Let me state this upfront: Hollywood today sucks.
Studios no longer wish aspire to make quality films with quality talent. Sure, you have both critically and commercially successful tentpoles like The Dark Knight, The Avengers, and Avatar, however; these are more of an aberration than a common occurrence. You would be hard pressed to name at least ten more films in the past decade that fit that criteria with universal acceptance. Again, that's universal acceptance - as in everyone would agree - no questions asked.
Which leads to what David Denby - a film critic for The New Yorker stated in his new book, 'Do Movies Have a Future?'.
Denby goes on the offensive, stating studios today have 'lost their soul' and have become nothing more than 'profit obsessed.' He also - controversially - rips both Christopher Nolan's Dark Knight Trilogy as well as this past summer's The Avengers.
Speaking of Nolan - who he states is a fan of his earlier work with Memento - and his recent Batman film, The Dark Knight Rises, Denby writes, “I can’t tell if he’s against terrorism or is a terrorist, I felt terrorized myself. The plot didn’t make sense in time or space and wasn’t sequential. Acts didn’t have consequences ... I don’t know what comment he’s making in ‘Inception,’ it seems to be mainly about his own working style.”

§ **DO THIS**: Proceed with the commentary on David Denby's criticism of today's Hollywood studios, picking up after its final sentence. The data that follows is not required for any part of this exercise.

§ **GIVEN DATA**:
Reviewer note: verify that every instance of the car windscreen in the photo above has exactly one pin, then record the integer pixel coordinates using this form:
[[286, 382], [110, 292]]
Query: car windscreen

§ **REPLY**:
As for the studio system and it's current obsession with dishing out comic-book movies, Denby has this to say:
“I’m not sure they’re creating an adult audience with Batman and 'The Avengers' parts seven, eight, nine and 10," he told TheWrap. "After five sequels, I’m not sure there will be any interest in seeing a man and woman talking at a table, which may be the most exciting kind of drama, but you have to cultivate a taste for that kind of complexity.”
Finally, while speaking in terms of the overall change in the culture of Hollywood that started in the 1980s when conglomerates started buying out studios, Denby writes:
“The big studios have broken their unspoken, unwritten contract with America, to offer some version of the country’s soul,” Denby said. “Instead there is more and more fantasy and more and more pixilated fighting in the dead air of digital space.”
While there is more of Denby's certainly controversial opinion of today's film world (which you can read more at the link below), I certainly see where he is coming from - yet at the same time - I don't.
I agree 100% that in terms of the crap Hollywood dishes out on a yearly basis, there is about a 1 in 10 ratio that the films are both culturally and critically accepted as quality filmmaking.
However, to state films should be made solely to tap into our current society's culture is in itself ridiculous.
People go to the movies to escape from real-world everyday problems, not be reminded of them. Yes, there are the ones that do try to address problems currently facing our world, but these our made with the intention of being that. Going to the movies is a form of entertainment and escapism in the purest sense. What any individual takes out of what they watch is their own interpretation, not what a filmmaker or studio tries to make.
What are your thoughts?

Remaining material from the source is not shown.